• **EXERCICE PROPOSÉ**:
Présentez sous forme de liste numérotée les lignes des données, de celle qui contient "For every instance of the concrete" jusqu'à la fin des données incluse, sans les lignes vides.

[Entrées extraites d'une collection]
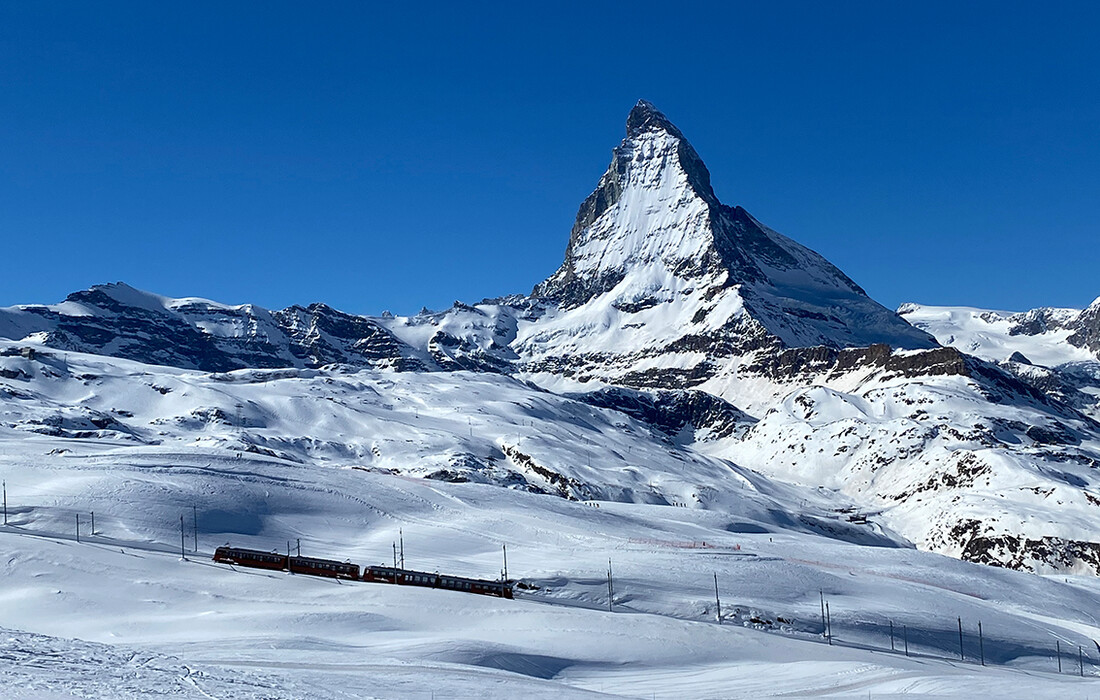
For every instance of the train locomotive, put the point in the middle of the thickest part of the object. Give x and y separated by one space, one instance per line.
331 568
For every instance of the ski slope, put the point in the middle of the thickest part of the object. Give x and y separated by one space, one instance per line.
336 459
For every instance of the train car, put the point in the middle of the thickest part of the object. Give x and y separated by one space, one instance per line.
253 558
380 575
405 577
325 567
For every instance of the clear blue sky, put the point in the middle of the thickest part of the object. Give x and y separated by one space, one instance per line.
389 157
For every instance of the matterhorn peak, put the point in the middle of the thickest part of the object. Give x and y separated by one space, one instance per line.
645 117
652 231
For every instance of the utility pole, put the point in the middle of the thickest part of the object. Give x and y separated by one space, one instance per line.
981 645
611 588
961 655
717 601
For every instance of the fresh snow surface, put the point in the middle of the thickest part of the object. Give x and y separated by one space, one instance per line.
122 614
989 335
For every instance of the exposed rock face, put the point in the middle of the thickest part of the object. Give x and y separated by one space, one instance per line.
706 417
1087 328
119 320
655 233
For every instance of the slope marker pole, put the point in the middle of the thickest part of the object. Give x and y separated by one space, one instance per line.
824 631
717 601
961 656
611 588
981 645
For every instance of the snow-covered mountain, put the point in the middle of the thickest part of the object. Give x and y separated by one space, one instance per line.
691 393
710 330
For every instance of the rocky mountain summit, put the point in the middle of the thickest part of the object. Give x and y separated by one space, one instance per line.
950 427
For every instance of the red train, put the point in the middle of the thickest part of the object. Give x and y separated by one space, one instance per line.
347 570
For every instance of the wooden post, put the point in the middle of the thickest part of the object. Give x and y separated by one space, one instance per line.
717 601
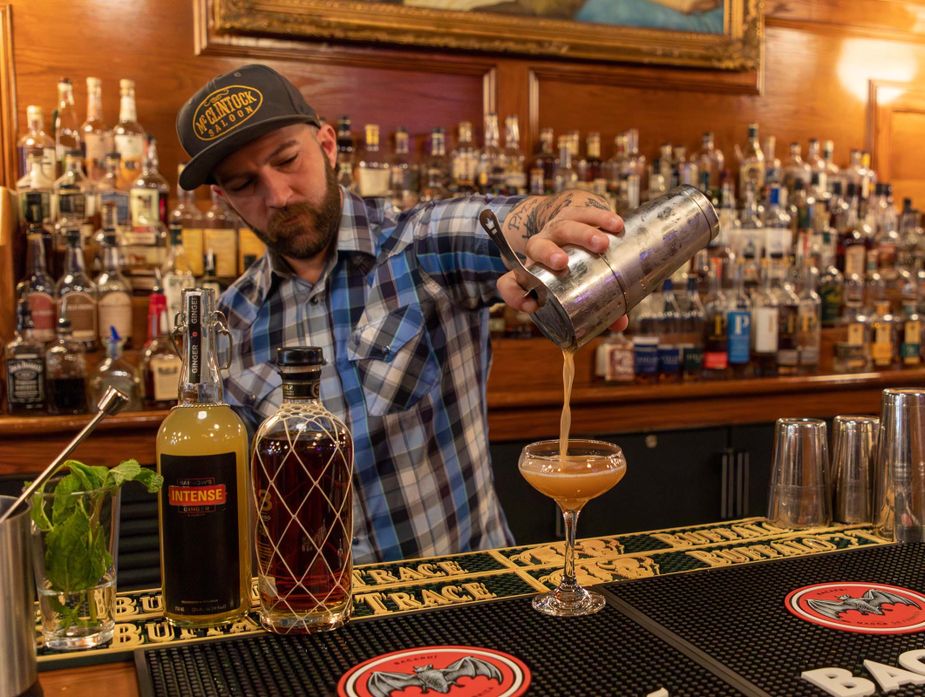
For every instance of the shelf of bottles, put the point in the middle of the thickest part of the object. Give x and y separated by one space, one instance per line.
102 247
803 244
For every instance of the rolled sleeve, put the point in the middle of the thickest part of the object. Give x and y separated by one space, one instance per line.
454 250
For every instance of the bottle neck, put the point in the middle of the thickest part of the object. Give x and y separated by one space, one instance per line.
74 263
157 316
200 382
127 110
95 103
36 255
111 261
304 388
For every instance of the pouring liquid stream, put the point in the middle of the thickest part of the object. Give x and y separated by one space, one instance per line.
565 421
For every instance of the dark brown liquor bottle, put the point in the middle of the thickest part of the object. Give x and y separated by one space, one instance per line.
302 468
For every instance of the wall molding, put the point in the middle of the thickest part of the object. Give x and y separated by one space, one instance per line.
8 113
892 20
883 104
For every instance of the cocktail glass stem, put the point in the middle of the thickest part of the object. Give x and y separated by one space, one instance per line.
568 583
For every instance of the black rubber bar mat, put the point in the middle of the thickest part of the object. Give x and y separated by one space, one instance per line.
845 608
604 654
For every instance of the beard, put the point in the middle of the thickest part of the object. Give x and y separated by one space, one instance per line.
302 230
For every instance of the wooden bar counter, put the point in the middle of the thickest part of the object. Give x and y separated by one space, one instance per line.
524 402
392 590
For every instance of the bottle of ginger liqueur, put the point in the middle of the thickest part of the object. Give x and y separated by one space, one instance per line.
203 507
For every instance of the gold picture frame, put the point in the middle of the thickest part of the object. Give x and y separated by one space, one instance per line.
737 47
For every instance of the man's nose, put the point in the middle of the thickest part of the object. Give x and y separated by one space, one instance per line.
278 191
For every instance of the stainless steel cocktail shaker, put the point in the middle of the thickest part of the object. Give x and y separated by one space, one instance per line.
578 303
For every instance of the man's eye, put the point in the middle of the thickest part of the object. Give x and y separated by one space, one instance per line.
241 185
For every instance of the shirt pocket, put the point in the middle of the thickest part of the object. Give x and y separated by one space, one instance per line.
395 360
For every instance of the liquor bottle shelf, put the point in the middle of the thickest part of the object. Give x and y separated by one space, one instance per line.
524 402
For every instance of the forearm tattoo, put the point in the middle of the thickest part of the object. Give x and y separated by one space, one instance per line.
532 214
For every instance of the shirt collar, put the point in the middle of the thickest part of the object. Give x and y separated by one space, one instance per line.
354 236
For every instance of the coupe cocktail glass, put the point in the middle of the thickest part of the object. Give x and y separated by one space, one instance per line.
589 468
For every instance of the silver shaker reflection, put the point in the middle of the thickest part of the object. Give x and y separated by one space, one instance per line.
579 303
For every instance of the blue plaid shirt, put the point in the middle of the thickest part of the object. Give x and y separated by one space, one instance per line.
401 314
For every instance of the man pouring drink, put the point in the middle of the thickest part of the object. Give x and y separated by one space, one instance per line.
398 305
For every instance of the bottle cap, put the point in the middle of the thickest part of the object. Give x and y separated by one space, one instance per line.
299 356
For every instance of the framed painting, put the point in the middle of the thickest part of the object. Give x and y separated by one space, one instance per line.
719 34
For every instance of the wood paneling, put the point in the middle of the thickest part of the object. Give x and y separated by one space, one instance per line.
8 127
108 679
820 57
165 46
897 129
890 19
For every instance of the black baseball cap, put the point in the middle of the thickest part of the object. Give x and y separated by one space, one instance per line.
230 111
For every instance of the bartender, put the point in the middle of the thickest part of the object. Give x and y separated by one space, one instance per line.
397 303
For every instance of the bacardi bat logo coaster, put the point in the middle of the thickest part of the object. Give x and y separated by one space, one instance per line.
461 671
866 608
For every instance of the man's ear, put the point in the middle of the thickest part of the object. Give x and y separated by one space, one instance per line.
327 139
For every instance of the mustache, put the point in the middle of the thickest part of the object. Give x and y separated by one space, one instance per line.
285 217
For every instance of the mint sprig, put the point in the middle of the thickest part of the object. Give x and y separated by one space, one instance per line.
76 544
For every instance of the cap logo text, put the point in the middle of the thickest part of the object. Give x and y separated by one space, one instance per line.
224 110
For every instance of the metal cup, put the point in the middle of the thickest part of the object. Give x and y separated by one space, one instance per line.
854 446
18 674
579 303
899 489
799 495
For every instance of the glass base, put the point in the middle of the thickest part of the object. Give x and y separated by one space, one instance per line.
206 621
560 603
307 623
80 619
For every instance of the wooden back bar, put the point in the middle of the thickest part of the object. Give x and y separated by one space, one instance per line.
524 402
831 69
818 58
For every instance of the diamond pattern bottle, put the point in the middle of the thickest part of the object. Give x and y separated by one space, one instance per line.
203 508
303 468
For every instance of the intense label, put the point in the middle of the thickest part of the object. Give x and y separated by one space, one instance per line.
199 504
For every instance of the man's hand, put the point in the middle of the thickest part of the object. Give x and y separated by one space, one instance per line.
540 225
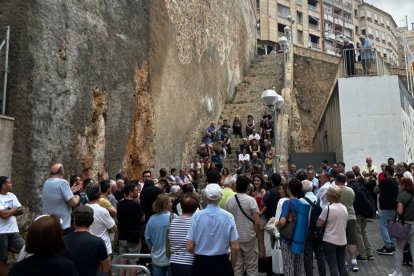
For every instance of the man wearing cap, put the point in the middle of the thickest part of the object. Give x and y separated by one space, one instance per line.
212 232
85 250
103 223
57 197
10 207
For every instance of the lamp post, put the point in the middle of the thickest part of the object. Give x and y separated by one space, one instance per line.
291 21
274 102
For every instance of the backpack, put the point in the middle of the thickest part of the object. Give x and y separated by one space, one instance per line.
316 211
364 203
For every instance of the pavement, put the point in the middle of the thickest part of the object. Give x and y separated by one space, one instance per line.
382 264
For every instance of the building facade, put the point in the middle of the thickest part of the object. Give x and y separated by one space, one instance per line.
381 29
323 25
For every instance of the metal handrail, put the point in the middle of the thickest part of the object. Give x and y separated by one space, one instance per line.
6 68
116 266
371 64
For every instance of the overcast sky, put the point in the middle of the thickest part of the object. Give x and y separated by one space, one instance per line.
397 8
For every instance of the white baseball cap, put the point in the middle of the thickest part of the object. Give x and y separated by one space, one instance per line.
213 191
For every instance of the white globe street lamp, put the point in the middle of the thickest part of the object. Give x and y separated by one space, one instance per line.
274 102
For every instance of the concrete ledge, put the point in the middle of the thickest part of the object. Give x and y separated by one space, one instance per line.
4 117
6 144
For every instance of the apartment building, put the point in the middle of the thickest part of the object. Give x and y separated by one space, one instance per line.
274 15
381 29
337 24
320 25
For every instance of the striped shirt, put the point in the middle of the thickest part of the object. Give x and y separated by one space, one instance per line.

• **SOLUTION PROPOSÉE**:
1. For every instance of the concrete ledge, put the point in the middle of the thickest part of the object. Give x and y separated by one space, one instance per line.
2. 4 117
3. 6 144
4. For every instance of the apartment building, put the point in the middle of the thickest part of the object. Give x and y separated by one space, one instance per line.
5. 274 15
6. 381 29
7. 337 24
8. 320 25
9. For every instance of the striped shirt, put the point in the middle of the thickest part of the object. Give x and y separated by one space, one instance per line.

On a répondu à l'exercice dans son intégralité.